*EXCERPT TO READ*
↓↓↓

Agencies take a margin on every shift they place, sitting between the hospital rate and what you are paid.
Every locum needs current registration, medical indemnity insurance, and a Medicare provider number to bill, no matter who books the work.
How do I choose the right locum agency in Australia?
Choosing a locum agency is really a choice about a trade-off: how much support you want versus how much control you keep. A larger agency can handle credentialing, travel, and rostering for you, which is useful when you are new to locum work or moving between states. A smaller or more specialised agency may know a particular hospital network or specialty far better, but offer fewer shifts overall.
Whichever you pick, the clinical bar does not move. You must hold current general or specialist registration with the Medical Board, administered through AHPRA, and you remain responsible for your own continuing professional development under the RACGP and your college framework. An agency can chase paperwork on your behalf, but it cannot hold your registration or your CPD for you.
A practical way to narrow the field is to write down what matters most to you: total pay, predictable rostering, a specific region, or the freedom to accept and decline shifts week to week. Agencies tend to optimise for the hospital that pays them, so the closer your priorities sit to the hospital's, the smoother the relationship usually feels.

↑↑↑

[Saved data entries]
↓↓↓

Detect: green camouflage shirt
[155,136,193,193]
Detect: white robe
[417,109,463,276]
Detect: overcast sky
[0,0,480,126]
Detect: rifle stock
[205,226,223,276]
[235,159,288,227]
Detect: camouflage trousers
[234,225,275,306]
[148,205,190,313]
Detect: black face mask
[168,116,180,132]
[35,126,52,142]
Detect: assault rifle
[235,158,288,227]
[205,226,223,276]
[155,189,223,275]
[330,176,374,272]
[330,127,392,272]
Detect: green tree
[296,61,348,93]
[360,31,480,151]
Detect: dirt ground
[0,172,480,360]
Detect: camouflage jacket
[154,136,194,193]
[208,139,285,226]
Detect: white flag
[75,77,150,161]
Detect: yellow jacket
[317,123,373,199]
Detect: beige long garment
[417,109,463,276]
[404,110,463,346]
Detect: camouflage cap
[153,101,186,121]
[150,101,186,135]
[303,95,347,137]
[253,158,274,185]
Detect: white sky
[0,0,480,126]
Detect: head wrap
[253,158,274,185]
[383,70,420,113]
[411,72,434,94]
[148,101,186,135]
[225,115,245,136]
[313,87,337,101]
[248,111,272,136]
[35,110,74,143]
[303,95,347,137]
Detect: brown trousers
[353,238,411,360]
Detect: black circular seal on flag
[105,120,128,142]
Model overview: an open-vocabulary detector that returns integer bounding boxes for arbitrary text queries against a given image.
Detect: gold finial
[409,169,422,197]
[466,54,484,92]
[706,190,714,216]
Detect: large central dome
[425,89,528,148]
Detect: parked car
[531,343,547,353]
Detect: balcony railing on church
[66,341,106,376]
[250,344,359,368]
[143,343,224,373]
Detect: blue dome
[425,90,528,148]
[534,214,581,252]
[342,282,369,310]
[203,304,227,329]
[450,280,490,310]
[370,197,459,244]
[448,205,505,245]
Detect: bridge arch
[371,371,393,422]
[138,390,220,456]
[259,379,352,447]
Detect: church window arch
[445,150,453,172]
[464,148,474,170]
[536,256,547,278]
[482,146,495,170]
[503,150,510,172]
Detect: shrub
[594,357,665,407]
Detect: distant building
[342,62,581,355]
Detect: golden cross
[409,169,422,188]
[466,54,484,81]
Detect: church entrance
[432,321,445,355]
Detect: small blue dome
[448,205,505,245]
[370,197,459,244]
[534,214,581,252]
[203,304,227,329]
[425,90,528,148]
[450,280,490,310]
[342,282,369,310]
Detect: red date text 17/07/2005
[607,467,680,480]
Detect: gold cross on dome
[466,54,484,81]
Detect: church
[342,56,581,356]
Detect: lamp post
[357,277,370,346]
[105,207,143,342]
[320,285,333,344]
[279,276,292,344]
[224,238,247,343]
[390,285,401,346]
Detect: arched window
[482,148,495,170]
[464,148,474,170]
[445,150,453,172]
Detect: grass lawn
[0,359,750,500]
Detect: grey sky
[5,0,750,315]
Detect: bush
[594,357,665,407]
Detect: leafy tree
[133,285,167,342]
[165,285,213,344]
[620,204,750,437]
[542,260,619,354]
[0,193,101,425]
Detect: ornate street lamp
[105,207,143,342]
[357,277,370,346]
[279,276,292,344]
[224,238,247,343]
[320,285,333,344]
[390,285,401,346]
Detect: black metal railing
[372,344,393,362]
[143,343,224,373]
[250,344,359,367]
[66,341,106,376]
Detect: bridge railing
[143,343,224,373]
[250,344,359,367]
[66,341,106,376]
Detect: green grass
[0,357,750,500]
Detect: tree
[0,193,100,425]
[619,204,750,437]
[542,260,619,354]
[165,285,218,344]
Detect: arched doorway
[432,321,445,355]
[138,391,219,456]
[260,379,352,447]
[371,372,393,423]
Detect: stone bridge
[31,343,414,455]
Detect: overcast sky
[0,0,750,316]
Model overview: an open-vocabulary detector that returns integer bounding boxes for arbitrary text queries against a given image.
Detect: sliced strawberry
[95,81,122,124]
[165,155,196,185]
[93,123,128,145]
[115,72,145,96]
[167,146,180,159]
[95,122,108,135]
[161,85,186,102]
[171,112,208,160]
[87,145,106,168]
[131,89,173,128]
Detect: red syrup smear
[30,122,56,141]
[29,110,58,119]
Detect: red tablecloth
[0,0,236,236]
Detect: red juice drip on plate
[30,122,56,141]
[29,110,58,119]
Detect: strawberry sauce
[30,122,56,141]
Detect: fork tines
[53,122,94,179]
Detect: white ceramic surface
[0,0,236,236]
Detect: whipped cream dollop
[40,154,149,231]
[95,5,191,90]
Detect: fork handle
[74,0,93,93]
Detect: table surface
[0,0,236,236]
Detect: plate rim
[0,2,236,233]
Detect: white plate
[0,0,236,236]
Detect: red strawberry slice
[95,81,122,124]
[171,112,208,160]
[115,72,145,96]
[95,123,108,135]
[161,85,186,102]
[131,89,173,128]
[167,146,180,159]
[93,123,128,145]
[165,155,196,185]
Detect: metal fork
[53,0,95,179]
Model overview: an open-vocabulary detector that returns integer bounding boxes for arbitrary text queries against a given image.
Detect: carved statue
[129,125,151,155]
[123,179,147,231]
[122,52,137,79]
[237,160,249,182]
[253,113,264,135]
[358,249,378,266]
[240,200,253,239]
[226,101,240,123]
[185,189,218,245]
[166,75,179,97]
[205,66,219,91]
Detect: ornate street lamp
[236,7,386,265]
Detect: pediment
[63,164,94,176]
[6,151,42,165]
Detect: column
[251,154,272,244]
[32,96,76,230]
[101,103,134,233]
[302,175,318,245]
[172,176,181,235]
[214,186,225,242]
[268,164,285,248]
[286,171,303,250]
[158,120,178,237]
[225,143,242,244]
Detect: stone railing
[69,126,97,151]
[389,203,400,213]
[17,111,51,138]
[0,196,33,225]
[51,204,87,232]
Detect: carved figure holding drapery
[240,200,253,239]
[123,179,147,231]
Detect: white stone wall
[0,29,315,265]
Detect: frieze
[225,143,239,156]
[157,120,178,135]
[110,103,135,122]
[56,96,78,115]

↑↑↑

*DIRECTIONS*
- a) According to the excerpt on locum agencies, what three things does every locum need, no matter who books the work?
- b) From the excerpt on locum agencies, echo everything from "Every locum needs" down to "agency in Australia?".

*ANSWERS TO EACH TASK*
- a) Current registration, medical indemnity insurance, and a Medicare provider number to bill.

- b)
Every locum needs current registration, medical indemnity insurance, and a Medicare provider number to bill, no matter who books the work.
How do I choose the right locum agency in Australia?